- DIRECTIONS
In full and exactly, reproduce the entries below, but omit the pictures.

- EXTRACTED MATERIAL

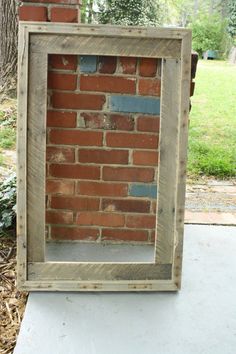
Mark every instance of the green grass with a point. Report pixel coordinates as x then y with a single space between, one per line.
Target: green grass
212 134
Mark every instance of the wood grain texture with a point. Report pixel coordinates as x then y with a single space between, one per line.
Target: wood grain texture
22 156
83 286
107 30
98 271
167 173
182 157
165 275
89 45
36 156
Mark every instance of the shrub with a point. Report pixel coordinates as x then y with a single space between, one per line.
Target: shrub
208 33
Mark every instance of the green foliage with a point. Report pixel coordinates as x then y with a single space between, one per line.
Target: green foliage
212 131
8 203
208 33
211 160
130 12
232 18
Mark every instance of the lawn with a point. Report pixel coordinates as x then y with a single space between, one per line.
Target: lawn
212 134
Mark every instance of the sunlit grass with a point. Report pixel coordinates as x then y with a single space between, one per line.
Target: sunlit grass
212 134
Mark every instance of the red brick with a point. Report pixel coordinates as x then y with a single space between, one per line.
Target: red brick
100 219
149 87
62 81
144 141
141 221
78 101
107 121
59 154
147 158
104 156
148 124
107 65
61 119
61 14
128 65
55 186
33 13
75 137
66 62
124 235
148 67
102 189
126 205
74 203
74 233
129 174
74 171
107 84
59 217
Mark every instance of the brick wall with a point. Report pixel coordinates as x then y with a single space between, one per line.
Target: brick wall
102 139
103 125
50 10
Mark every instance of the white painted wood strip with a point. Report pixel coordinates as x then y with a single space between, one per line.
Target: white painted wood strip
167 174
37 156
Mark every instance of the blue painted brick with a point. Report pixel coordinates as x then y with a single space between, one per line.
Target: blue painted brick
88 64
135 104
143 190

- RESPONSE BELOW
Mark every instance of the green grass with a point. Report pixel coordinates as x then y with a single space between, one per line.
Target: green grass
212 134
Mark every instance of the wood grain texture with a point. Report pixel coordinates as x then y with a single space between, one per line.
Target: wood grain texture
22 156
83 286
107 30
98 271
167 173
182 157
165 275
89 45
36 156
Mark every instance of the shrub with a point. Report pixel coordinates as x then y with a single space between, one per line.
Target: shrub
208 33
Mark every instance of the green foliage with a point. Report pixel coordinates as x then y with a single space between, one per line.
Target: green foliage
212 131
8 203
208 33
211 160
130 12
232 18
Mark every instance of the lawn with a point. Report pixel coordinates as x then y with a single space between, one per line.
Target: lawn
212 134
Mark every instance of the sunlit grass with a point. Report pixel coordinates as x then y with a single space between, one per line.
Target: sunlit grass
212 134
Mark every instance of the red brick with a point. Report pixel coordinates as x then y with a single space between, one per line.
Target: red brick
100 219
149 87
62 81
144 141
141 221
78 101
107 121
59 154
147 158
104 156
148 124
107 65
61 119
61 14
128 65
55 186
33 13
75 137
66 62
124 235
148 67
102 189
126 205
74 203
74 233
129 174
74 171
107 84
59 217
Mark every instance of the brick wall with a point. Report pixel coordinates as x then y with a single space between, one per line.
Target: brick wall
102 139
103 125
50 10
Mark every instance of the white painted wood strip with a point. Report pixel coordinates as x then y with a single space between, one per line.
Target: white painted wood strip
167 174
37 156
Mark every instance of the blue painted brick with a point. Report pixel coordinates as x then y with a single space between, one per line.
Target: blue painted brick
88 64
135 104
143 190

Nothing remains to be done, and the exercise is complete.